Given exercise 1 »
In the Spark mailing list thread, which three cluster managers does Andrew Or list?

Selected passage »

Re: Can't submit job to stand alone cluster

2015-12-29 Thread Andrew Or
Hi Greg,

It's actually intentional for standalone cluster mode to not upload jars.
One of the reasons why YARN takes at least 10 seconds before running any
simple application is because there's a lot of random overhead (e.g.
putting jars in HDFS). If this missing functionality is not documented
somewhere then we should add that.

Also, the packages problem seems legitimate. Thanks for reporting it. I
have filed https://issues.apache.org/jira/browse/SPARK-12559.

-Andrew

2015-12-29 4:18 GMT-08:00 Greg Hill :

>
>
> On 12/28/15, 5:16 PM, "Daniel Valdivia"  wrote:
>
> >Hi,
> >
> >I'm trying to submit a job to a small spark cluster running in stand
> >alone mode, however it seems like the jar file I'm submitting to the
> >cluster is "not found" by the workers nodes.
> >
> >I might have understood wrong, but I though the Driver node would send
> >this jar file to the worker nodes, or should I manually send this file to
> >each worker node before I submit the job?
>
> Yes, you have misunderstood, but so did I.  So the problem is that
> --deploy-mode cluster runs the Driver on the cluster as well, and you
> don't know which node it's going to run on, so every node needs access to
> the JAR.  spark-submit does not pass the JAR along to the Driver, but the
> Driver will pass it to the executors.  I ended up putting the JAR in HDFS
> and passing an hdfs:// path to spark-submit.  This is a subtle difference
> from Spark on YARN which does pass the JAR along to the Driver
> automatically, and IMO should probably be fixed in spark-submit.  It's
> really confusing for newcomers.
>
> Another problem I ran into that you also might is that --packages doesn't
> work with --deploy-mode cluster.  It downloads the packages to a temporary
> location on the node running spark-submit, then passes those paths to the
> node that is running the Driver, but since that isn't the same machine, it
> can't find anything and fails.  The driver process *should* be the one
> doing the downloading, but it isn't. I ended up having to create a fat JAR
> with all of the dependencies to get around that one.
>
> Greg
>
>
> -
> To unsubscribe, e-mail: user-unsubscr...@spark.apache.org
> For additional commands, e-mail: user-h...@spark.apache.org
>
>


Re: Can't submit job to stand alone cluster

2015-12-29 Thread Daniel Valdivia
That makes things more clear! Thanks

Issue resolved

Sent from my iPhone

> On Dec 29, 2015, at 2:43 PM, Annabel Melongo  
> wrote:
> 
> Thanks Andrew for this awesome explanation 
> 
> 
> On Tuesday, December 29, 2015 5:30 PM, Andrew Or  
> wrote:
> 
> 
> Let me clarify a few things for everyone:
> 
> There are three cluster managers: standalone, YARN, and Mesos. Each cluster 
> manager can run in two deploy modes, client or cluster. In client mode, the 
> driver runs on the machine that submitted the application (the client). In 
> cluster mode, the driver runs on one of the worker machines in the cluster.

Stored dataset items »
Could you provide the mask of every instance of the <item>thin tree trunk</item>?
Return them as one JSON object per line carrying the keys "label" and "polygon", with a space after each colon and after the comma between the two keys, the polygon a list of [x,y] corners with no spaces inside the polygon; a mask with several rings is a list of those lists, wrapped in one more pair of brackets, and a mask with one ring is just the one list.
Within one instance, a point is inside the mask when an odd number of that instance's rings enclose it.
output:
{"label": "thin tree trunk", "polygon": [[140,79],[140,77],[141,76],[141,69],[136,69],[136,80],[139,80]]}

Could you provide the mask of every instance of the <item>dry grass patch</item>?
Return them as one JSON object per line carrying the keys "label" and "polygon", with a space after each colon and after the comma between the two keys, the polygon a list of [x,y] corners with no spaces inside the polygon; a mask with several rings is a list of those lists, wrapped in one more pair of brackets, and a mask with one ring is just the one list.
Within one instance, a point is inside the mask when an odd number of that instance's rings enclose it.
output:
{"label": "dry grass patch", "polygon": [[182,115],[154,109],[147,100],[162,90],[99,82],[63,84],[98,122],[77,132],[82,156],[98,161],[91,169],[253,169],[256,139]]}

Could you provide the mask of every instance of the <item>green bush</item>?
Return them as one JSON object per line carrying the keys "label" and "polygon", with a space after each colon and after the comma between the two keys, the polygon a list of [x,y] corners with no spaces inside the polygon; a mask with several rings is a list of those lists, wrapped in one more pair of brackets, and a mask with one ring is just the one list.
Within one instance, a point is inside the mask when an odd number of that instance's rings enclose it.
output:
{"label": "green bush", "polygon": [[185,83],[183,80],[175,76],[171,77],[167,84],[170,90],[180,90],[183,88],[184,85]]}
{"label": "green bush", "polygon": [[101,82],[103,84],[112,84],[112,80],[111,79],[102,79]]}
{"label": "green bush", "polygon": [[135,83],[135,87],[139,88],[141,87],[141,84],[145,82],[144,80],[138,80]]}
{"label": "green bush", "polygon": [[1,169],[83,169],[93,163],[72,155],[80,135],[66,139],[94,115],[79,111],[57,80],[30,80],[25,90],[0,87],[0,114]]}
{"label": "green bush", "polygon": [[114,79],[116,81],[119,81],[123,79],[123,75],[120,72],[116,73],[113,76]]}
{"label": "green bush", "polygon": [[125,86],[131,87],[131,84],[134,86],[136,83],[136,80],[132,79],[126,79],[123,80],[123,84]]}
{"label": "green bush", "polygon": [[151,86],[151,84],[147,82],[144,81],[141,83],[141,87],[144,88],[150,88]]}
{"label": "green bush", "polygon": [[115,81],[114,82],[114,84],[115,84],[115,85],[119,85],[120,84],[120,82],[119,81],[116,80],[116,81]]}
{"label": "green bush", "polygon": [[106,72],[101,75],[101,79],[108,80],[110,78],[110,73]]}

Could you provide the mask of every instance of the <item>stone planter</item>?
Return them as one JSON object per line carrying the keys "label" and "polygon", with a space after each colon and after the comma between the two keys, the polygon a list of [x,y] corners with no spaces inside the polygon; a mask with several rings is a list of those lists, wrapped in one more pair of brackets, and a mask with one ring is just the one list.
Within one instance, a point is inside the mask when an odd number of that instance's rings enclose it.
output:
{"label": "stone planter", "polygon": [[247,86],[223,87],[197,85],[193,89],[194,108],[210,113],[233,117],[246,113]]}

Given exercise 2 »
In the dataset rows, substitute "outline" for each "mask" in the lines from the one containing "Could you provide the mask of every instance of the <item>stone" through the end of the rows, and give those lines with nothing else changed.

Result 1 »
Standalone, YARN, and Mesos.

Result 2 »
Could you provide the outline of every instance of the <item>stone planter</item>?
Return them as one JSON object per line carrying the keys "label" and "polygon", with a space after each colon and after the comma between the two keys, the polygon a list of [x,y] corners with no spaces inside the polygon; a outline with several rings is a list of those lists, wrapped in one more pair of brackets, and a outline with one ring is just the one list.
Within one instance, a point is inside the outline when an odd number of that instance's rings enclose it.
output:
{"label": "stone planter", "polygon": [[247,86],[223,87],[197,85],[193,89],[194,108],[210,113],[233,117],[246,113]]}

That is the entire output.